- _Problem_: Hand back every line from the beginning of the data below through the line containing "TARGET: building roofline", word for word and free of pictures.

---- Exercise materials

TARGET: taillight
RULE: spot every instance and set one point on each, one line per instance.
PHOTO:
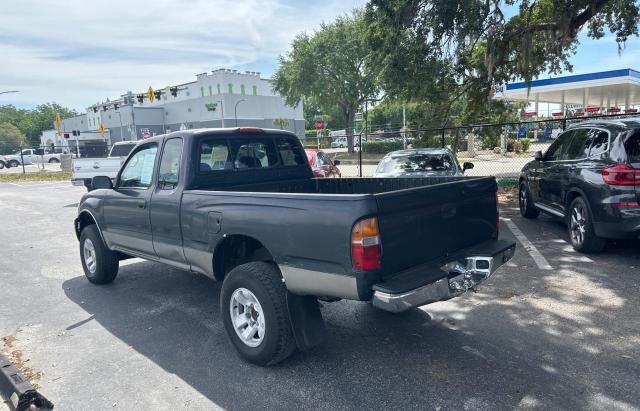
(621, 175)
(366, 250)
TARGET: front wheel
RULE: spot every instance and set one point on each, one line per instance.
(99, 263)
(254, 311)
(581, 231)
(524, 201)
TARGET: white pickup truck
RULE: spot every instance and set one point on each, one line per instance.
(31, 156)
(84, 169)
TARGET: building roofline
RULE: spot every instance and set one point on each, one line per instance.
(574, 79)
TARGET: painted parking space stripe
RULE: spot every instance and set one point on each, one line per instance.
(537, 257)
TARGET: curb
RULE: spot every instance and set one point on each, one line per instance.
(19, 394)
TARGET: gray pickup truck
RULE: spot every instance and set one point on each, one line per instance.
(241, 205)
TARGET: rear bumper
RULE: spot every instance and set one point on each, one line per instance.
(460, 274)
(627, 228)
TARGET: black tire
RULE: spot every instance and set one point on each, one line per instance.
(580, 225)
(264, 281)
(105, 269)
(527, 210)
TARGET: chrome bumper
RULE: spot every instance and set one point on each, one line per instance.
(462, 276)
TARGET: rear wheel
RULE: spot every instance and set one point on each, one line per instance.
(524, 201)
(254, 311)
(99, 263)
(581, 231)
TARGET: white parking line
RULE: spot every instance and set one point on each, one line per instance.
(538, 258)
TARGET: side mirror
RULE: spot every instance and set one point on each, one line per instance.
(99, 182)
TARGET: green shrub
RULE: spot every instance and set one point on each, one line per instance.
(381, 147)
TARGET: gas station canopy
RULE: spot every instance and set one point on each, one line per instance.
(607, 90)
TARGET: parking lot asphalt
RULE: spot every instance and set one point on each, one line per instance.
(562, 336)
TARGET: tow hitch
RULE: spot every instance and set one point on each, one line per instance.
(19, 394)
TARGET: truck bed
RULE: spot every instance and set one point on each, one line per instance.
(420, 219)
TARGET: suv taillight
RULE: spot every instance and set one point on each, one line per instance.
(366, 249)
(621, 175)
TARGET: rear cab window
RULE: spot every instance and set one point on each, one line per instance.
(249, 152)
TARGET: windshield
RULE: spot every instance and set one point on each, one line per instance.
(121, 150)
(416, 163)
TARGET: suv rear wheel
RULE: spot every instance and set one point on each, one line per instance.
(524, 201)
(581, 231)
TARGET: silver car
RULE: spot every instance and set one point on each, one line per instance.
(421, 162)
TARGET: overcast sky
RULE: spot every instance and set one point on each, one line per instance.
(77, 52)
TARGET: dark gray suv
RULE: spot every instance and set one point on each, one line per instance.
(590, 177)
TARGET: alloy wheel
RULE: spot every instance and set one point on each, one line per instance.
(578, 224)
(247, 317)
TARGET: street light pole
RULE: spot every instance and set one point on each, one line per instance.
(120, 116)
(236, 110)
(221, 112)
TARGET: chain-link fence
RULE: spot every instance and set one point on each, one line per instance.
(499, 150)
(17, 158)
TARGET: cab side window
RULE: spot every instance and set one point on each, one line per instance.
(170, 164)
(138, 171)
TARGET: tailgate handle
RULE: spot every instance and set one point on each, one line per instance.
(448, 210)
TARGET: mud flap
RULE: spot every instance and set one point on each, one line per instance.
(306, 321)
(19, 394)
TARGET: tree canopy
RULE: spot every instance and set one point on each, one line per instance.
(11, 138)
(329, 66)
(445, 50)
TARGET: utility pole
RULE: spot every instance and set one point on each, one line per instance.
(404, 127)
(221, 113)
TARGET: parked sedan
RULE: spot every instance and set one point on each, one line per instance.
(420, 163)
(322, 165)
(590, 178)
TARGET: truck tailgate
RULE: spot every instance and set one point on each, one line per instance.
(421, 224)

--------

- _Exercise answer_:
TARGET: taillight
RULE: spot every instance and set one point on each, one line per instance.
PHOTO:
(621, 175)
(366, 250)
TARGET: front wheel
RULE: spot every instance and set one point on each, one line per instance.
(99, 263)
(254, 311)
(581, 231)
(524, 201)
TARGET: white pickup truck
RULE: spot every instance and set one point on each, one line per instance.
(31, 156)
(84, 169)
TARGET: building roofline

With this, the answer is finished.